### WRITTEN PROBLEM
Return every line of the data below that contains the string "pull".

### DATA ROWS
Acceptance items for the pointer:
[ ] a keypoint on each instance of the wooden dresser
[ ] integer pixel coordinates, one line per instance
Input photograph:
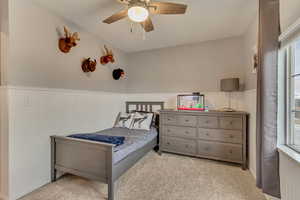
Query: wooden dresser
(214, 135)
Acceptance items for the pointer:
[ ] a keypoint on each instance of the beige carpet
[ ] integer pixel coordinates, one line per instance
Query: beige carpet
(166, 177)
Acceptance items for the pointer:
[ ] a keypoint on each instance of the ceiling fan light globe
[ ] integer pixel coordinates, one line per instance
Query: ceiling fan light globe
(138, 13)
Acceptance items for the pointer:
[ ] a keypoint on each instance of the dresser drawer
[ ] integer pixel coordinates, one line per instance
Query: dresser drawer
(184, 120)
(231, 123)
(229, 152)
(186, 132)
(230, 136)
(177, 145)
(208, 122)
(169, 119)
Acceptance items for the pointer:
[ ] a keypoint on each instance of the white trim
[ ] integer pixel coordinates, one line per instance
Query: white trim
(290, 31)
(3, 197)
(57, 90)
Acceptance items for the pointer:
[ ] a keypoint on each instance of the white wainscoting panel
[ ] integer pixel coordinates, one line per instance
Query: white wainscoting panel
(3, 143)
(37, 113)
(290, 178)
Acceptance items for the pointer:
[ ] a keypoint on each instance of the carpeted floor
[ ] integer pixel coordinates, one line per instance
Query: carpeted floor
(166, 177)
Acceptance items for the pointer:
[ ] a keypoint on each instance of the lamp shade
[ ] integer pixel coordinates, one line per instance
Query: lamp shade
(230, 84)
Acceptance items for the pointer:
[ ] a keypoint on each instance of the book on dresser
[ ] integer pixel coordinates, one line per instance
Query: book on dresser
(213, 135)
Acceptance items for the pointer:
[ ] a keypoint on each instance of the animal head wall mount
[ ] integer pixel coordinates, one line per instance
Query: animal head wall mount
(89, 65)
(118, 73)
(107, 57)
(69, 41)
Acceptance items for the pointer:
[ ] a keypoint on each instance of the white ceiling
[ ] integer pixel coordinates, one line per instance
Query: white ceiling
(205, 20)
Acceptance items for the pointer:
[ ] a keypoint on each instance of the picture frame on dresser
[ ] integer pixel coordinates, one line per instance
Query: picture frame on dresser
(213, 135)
* * *
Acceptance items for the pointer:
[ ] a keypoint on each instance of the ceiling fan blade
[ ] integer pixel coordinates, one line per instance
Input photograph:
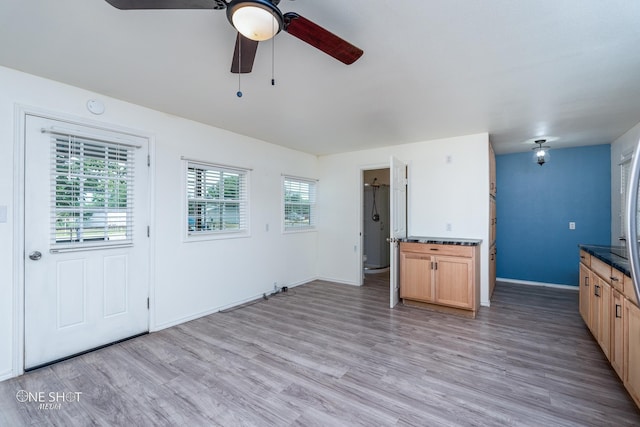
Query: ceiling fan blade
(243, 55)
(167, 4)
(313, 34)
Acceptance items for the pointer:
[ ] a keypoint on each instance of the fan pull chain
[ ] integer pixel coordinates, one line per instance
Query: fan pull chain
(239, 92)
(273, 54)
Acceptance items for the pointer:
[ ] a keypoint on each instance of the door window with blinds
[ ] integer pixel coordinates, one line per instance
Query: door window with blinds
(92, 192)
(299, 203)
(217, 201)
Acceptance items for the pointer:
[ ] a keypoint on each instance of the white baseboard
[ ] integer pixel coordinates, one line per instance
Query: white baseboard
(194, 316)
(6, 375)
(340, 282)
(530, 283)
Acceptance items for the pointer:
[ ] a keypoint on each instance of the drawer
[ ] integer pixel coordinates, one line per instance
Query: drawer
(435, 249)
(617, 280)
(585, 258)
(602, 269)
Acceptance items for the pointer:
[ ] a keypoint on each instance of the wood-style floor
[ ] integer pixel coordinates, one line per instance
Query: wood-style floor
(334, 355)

### OUTPUT FOR THIS EXERCISE
[ ] a keypoint on each instance of the fan pull chain
Query: fan pull chain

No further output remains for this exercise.